# Description of the task
Update the listing below, starting at the line that contains "433, row 126." and ending at the line that contains "column 651, row 385", by replacing "Target" with "Label" and keeping everything else unchanged. Give back only those lines.

# Data for the task
★ ★ ★ ★
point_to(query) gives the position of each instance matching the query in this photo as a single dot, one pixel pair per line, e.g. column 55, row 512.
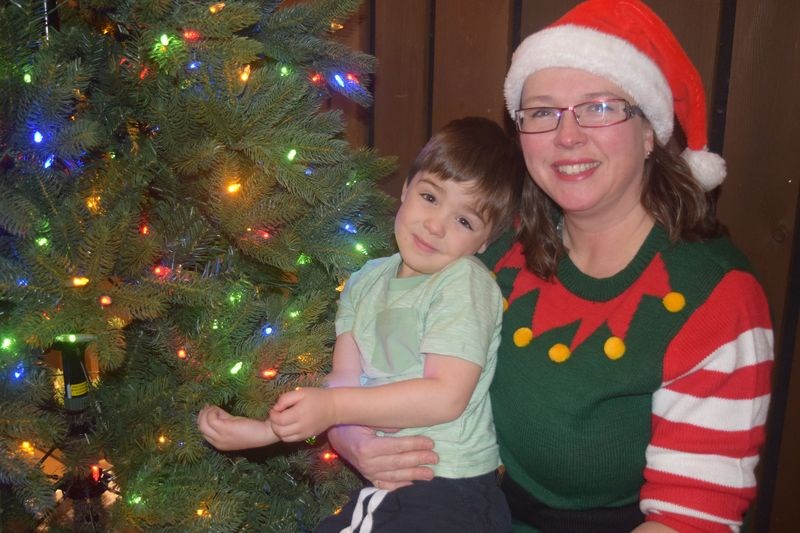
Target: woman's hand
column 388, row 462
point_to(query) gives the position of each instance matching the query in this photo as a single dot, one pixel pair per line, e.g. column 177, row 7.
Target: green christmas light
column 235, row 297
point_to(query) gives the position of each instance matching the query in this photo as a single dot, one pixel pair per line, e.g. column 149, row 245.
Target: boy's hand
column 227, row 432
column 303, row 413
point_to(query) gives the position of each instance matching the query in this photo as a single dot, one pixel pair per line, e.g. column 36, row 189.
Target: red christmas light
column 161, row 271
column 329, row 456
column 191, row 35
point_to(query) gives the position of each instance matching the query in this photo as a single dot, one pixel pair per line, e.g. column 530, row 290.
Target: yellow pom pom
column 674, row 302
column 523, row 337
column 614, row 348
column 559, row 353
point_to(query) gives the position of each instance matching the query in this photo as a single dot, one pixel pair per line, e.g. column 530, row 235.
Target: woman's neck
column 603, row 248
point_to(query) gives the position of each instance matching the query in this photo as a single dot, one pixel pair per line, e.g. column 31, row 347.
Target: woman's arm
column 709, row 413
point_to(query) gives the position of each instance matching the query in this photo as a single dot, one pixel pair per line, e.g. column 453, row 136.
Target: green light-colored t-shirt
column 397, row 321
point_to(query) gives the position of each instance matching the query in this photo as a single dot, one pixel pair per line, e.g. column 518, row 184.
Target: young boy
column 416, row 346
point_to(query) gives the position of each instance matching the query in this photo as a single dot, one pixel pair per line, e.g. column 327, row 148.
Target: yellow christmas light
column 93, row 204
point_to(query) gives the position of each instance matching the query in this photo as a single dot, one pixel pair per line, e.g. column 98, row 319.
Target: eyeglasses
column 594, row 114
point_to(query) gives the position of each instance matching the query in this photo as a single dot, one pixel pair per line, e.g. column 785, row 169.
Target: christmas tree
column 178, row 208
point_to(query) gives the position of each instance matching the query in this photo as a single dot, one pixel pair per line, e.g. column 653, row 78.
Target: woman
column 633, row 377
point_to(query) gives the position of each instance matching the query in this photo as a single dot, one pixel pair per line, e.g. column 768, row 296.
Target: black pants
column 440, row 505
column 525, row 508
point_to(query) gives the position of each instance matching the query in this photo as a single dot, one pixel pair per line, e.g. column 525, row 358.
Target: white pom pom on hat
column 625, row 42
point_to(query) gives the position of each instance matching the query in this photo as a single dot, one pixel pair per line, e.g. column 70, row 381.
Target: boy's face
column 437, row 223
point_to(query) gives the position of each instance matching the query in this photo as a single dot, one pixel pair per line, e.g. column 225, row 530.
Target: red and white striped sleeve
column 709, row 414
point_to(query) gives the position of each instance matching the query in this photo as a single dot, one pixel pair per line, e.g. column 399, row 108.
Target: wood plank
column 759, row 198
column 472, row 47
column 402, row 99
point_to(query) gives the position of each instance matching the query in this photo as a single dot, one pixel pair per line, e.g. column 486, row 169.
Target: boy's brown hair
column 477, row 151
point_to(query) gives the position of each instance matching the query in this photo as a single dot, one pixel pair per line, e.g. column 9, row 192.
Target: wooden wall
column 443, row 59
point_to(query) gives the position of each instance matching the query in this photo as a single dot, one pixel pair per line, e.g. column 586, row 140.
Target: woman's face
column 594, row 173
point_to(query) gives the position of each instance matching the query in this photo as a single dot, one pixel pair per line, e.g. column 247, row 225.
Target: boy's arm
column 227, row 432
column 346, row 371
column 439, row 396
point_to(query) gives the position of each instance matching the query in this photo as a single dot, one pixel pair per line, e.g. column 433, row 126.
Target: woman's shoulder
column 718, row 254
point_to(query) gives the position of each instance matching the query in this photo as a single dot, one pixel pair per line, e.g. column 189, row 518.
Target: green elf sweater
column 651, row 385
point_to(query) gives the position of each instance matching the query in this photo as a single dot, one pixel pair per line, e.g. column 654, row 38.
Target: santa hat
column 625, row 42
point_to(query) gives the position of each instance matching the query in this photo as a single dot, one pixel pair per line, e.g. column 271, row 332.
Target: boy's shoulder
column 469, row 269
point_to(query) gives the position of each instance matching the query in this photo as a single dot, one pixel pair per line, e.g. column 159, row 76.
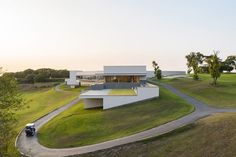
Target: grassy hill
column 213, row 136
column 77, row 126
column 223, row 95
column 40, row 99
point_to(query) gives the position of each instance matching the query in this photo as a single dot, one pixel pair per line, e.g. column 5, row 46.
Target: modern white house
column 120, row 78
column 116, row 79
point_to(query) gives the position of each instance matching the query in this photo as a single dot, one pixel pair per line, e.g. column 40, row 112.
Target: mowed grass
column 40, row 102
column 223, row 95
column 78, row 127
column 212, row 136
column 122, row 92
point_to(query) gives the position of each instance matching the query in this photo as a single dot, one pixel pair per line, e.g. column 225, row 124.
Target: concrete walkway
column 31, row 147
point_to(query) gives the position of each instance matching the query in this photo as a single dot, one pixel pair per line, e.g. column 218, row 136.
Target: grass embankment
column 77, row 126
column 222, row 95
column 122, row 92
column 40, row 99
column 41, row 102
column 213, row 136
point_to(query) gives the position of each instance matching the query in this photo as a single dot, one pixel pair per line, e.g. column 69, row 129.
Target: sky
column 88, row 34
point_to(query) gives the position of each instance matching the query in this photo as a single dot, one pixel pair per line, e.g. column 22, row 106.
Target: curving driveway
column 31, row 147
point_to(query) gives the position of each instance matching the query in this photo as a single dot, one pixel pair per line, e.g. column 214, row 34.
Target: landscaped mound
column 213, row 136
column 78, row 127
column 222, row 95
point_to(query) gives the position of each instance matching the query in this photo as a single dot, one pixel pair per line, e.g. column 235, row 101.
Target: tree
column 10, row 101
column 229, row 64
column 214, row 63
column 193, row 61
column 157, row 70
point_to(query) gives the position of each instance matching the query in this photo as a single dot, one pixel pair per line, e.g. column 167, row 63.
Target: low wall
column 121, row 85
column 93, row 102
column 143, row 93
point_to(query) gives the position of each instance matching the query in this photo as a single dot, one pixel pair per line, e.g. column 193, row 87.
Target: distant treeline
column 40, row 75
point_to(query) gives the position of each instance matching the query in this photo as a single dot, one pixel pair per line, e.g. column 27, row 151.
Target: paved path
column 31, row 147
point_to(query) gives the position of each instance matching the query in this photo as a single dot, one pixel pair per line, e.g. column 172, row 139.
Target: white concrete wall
★ ★ ★ ★
# Right answer
point_to(query) gives the position of each instance matching the query in this photo as a single dot, one pixel pair per line, e.g. column 433, row 126.
Label: woman's shoulder
column 718, row 254
point_to(query) gives the position of each instance matching the query in this photo as a single dot, one pixel pair per line, e.g. column 189, row 518.
Label: green elf sweater
column 651, row 385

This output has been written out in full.